§ **Objective**: Reproduce the lines of the data below verbatim, from the line containing "Practice step: point at the white ceiling" through the final line, inclusive.

■ ■ ■ ■ ■ ■ ■

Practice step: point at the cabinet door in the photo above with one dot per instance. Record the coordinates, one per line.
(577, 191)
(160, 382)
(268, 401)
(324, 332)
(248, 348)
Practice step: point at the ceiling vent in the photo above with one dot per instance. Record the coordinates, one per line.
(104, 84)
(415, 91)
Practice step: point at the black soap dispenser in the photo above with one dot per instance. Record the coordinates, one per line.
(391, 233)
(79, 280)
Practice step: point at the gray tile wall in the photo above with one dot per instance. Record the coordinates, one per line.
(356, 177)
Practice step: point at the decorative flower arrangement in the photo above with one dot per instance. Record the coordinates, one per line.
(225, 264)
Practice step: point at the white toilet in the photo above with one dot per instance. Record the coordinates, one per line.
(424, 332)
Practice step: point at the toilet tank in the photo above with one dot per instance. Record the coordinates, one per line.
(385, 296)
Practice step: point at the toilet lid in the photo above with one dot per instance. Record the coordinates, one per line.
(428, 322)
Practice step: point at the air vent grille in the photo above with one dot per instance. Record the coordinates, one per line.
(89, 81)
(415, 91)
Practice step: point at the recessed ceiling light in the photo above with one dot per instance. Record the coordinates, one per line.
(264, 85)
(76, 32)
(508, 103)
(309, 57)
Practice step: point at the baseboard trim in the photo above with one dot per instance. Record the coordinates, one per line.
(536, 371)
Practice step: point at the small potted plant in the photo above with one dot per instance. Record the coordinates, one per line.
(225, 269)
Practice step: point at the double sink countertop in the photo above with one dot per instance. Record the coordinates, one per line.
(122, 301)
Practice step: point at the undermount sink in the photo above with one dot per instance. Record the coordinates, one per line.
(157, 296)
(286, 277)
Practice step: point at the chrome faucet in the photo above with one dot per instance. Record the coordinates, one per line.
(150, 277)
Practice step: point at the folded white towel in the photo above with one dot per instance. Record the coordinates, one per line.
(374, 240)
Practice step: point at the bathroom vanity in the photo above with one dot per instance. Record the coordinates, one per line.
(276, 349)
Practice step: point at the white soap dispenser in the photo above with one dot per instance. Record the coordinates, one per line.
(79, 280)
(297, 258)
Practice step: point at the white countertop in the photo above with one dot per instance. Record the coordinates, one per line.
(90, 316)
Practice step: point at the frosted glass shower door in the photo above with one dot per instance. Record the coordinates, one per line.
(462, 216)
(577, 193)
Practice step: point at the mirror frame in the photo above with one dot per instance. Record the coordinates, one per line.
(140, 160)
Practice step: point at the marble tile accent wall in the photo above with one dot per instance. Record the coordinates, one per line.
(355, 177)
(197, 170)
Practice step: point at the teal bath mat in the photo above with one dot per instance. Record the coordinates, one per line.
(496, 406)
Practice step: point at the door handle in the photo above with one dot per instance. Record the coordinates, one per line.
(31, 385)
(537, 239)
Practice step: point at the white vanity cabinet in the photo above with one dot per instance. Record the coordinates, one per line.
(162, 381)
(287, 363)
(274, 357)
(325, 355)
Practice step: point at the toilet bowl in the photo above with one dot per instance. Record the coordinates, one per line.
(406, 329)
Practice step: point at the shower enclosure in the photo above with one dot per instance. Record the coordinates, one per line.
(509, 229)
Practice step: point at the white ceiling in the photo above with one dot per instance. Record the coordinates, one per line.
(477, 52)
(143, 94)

■ ■ ■ ■ ■ ■ ■

§ **Task response**:
Practice step: point at the white ceiling in the photo above with one dot per instance. Record the coordinates, one per line.
(477, 52)
(143, 94)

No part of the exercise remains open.